▶ _Exercise text_
────────
Pack of Lone Wolves: The Entire Legal AI Market is an SMB Market

I've been having this conversation quite often in investor discussions, and given the growing interest in legal tech and AI, it's worth taking a deeper dive into this topic. The legal tech market is a unique beast. Business models that thrive in other industries often falter in this one. But why is that?


Law: A Profession of Skeptics

First, it's essential to understand that law is inherently a profession of skeptics. Attorneys serve as their clients' rational minds and sober advisors. Their role is to think through every possible way a situation could go wrong and then work to mitigate potential losses. This mindset doesn't just apply to their legal work; it permeates their entire approach to practice. Lawyers don't want to know everything your product can do—they want to know what your product *won't* do. Their first filter is determining which software has the least potential to harm their practice. Only after that do they consider which tool offers the most potential benefit. In a profession where profit is derived from minimizing risk, the focus is inevitably on what could go wrong.


A Decentralized Market: Grandma and the Big Bad Wolf

The second aspect that sets the legal market apart is its surprising decentralization. For those outside the industry, this can be hard to grasp. You see the big white-shoe law firms and the legal departments of mega-corporations and assume they operate like other large organizations—like investment banks, for instance. A large group of high-paid professionals, all with common goals and a well-defined hierarchical structure, right? Wrong.
────────
▶ _Problem description_
Rewrite the stretch from "I've been having" through "why is that?" in the article on the legal AI market, using "strange animal" in place of "unique beast".

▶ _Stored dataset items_
────────
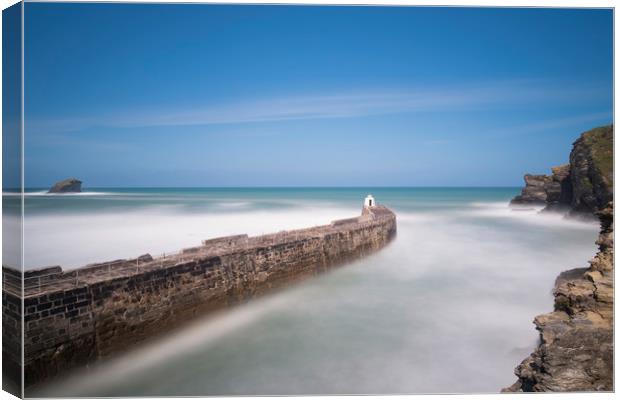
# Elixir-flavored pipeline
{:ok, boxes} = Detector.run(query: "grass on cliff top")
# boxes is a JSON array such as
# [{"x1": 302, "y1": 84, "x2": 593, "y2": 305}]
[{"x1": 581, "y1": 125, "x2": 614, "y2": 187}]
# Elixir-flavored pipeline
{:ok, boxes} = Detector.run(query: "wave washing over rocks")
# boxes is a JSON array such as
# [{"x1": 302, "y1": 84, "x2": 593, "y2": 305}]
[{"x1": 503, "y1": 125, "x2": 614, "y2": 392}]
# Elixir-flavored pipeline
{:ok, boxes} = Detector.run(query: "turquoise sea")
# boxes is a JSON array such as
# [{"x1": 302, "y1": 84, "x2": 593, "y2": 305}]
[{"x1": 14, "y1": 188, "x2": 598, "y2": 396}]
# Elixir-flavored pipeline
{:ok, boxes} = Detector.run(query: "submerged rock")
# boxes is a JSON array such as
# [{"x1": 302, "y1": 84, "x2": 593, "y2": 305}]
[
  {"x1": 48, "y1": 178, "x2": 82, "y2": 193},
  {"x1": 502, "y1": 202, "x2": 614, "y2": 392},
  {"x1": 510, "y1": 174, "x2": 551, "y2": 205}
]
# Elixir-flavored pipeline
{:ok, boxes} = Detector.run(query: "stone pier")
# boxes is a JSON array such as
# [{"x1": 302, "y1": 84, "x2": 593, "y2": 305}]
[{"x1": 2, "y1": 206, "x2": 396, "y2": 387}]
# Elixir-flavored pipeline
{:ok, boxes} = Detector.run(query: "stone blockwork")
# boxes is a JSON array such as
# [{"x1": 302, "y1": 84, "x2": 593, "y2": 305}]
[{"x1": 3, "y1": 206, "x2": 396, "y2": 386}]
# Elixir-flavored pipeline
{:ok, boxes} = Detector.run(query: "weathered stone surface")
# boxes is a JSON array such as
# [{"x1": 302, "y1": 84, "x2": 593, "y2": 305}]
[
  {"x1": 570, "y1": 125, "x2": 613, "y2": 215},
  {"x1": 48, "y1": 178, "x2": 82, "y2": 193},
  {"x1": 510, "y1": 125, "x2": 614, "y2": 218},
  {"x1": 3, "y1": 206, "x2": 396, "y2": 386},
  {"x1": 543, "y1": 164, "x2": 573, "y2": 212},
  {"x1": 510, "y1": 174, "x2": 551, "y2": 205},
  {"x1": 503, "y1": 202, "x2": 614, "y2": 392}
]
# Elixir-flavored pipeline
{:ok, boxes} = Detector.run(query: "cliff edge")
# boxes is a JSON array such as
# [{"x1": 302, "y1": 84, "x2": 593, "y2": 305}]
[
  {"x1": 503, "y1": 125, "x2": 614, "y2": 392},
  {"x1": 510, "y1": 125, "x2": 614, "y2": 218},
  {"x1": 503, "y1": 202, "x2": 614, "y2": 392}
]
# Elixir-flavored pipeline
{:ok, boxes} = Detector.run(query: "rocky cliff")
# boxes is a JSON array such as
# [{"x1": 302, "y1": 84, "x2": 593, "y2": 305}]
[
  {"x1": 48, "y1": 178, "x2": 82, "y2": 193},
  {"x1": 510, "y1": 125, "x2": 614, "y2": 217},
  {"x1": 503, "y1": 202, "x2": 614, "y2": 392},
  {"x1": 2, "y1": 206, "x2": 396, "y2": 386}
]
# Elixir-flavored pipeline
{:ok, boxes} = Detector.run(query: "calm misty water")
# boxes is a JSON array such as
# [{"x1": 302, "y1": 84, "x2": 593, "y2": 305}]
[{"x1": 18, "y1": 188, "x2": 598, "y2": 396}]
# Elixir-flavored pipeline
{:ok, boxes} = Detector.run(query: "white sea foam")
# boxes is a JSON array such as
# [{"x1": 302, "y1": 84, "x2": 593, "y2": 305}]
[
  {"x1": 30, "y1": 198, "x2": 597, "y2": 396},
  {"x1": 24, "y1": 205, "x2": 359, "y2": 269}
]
────────
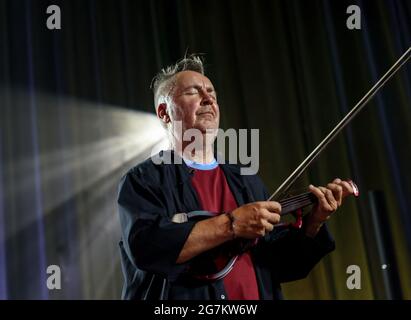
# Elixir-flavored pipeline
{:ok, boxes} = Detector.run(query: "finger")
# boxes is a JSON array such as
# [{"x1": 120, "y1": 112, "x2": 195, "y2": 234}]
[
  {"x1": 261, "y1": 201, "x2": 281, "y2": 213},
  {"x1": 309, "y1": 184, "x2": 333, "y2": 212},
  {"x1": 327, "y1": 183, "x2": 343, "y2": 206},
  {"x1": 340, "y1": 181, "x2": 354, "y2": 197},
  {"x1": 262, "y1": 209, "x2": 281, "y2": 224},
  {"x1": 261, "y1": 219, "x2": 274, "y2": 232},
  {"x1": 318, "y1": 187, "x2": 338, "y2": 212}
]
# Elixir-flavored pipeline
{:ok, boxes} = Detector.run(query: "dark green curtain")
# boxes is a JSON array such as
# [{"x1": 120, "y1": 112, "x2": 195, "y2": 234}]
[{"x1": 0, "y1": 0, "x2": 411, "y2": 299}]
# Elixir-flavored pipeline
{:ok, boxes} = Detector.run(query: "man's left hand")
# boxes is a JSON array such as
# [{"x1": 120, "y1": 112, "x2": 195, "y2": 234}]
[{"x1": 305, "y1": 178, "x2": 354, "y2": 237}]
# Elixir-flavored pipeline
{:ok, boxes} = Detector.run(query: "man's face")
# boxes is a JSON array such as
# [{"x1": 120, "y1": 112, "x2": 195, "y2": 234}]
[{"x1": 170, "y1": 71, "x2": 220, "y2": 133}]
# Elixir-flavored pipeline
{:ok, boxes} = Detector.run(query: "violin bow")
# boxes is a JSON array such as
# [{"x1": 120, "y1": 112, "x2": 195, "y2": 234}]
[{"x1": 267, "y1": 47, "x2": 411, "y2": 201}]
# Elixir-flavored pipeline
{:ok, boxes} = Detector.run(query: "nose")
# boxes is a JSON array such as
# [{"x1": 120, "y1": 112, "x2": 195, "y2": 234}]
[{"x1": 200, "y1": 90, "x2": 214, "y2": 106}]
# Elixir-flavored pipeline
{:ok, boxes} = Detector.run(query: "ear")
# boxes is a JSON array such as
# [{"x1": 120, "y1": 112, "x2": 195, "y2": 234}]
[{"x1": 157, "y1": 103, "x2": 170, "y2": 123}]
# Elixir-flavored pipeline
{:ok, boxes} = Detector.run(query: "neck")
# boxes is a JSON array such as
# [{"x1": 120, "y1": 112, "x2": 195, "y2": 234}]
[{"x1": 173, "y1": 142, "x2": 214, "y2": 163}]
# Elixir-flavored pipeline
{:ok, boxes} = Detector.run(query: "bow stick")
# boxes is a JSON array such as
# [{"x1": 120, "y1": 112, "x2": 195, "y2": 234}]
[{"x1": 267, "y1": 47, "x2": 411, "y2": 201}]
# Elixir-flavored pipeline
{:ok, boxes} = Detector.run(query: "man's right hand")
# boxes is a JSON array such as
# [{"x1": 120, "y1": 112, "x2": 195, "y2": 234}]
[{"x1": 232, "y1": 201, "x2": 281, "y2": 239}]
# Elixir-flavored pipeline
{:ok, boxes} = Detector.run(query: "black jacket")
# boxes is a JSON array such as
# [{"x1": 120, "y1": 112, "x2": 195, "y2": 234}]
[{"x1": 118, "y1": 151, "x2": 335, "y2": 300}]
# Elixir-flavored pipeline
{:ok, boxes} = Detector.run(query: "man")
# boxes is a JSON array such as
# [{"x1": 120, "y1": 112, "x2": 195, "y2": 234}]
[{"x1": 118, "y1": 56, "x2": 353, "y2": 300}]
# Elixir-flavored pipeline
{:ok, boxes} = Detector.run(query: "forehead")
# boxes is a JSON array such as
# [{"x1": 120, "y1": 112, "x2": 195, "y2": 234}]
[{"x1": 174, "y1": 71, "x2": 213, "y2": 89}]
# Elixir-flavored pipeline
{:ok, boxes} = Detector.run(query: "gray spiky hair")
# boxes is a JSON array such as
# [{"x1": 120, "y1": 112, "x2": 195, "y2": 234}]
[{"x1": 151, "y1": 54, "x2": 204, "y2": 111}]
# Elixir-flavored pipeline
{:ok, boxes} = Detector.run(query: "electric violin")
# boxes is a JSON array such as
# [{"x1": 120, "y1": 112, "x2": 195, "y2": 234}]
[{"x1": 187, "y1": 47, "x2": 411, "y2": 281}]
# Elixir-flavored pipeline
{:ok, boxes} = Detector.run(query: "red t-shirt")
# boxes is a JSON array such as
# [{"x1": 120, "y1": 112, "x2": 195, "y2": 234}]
────────
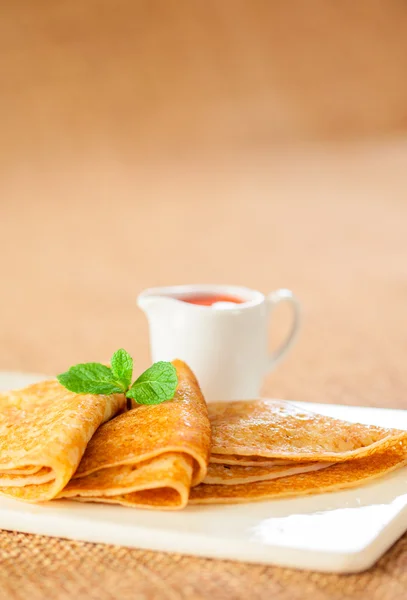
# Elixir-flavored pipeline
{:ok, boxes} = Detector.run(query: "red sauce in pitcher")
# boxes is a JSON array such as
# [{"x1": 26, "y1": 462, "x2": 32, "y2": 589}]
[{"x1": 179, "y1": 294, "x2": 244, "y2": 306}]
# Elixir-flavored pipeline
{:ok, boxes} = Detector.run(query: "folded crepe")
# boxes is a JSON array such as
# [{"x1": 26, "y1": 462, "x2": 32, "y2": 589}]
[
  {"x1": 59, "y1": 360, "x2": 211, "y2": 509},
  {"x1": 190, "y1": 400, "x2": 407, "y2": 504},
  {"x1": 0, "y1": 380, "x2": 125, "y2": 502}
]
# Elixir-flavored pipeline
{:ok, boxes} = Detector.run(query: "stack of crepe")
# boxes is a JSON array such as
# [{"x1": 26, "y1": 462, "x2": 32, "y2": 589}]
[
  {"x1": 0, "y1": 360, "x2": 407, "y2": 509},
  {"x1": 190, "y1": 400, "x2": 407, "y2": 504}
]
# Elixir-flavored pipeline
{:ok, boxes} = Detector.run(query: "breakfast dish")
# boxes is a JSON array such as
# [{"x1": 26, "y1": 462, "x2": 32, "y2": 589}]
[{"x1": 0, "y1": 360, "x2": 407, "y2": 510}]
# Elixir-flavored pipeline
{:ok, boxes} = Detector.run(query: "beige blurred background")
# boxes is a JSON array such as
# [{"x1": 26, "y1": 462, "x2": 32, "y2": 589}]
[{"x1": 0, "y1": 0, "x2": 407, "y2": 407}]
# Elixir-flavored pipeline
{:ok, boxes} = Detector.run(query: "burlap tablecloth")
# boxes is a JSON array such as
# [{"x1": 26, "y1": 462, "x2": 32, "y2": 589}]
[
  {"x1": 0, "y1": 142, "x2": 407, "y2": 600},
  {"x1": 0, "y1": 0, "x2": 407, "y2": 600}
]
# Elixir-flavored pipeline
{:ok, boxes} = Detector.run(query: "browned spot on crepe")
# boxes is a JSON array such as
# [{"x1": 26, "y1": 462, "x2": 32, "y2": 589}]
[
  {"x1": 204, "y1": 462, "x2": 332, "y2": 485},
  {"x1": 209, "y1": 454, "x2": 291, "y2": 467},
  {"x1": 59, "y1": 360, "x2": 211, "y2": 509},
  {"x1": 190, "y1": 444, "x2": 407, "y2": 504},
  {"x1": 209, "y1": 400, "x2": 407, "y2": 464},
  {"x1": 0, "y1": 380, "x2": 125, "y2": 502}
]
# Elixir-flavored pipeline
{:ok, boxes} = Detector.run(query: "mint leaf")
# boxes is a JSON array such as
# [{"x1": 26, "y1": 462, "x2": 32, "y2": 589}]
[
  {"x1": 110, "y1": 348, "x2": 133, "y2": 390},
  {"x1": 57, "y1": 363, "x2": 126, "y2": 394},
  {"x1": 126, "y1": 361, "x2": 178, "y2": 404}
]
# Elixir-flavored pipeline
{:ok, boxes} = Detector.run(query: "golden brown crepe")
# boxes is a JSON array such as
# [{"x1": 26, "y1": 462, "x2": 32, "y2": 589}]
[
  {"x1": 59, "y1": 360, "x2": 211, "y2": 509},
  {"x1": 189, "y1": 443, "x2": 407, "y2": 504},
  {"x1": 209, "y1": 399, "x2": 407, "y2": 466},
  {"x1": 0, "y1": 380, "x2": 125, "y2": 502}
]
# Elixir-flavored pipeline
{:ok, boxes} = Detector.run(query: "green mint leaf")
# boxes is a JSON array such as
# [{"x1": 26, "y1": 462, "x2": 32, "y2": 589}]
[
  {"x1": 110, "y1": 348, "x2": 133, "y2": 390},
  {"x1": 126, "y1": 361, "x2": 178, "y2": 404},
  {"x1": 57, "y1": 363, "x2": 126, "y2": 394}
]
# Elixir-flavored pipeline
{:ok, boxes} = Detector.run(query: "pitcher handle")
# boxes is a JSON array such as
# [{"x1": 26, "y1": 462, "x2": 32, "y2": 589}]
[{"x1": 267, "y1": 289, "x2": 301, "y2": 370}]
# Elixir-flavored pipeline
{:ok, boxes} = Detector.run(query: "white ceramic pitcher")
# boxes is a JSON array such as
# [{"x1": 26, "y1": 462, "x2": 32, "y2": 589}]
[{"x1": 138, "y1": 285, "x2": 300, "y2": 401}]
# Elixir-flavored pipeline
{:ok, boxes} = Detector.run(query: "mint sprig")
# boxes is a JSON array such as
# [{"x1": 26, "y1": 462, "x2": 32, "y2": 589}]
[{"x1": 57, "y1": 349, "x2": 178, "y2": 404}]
────────
▶ _Response_
I've been having this conversation quite often in investor discussions, and given the growing interest in legal tech and AI, it's worth taking a deeper dive into this topic. The legal tech market is a strange animal. Business models that thrive in other industries often falter in this one. But why is that?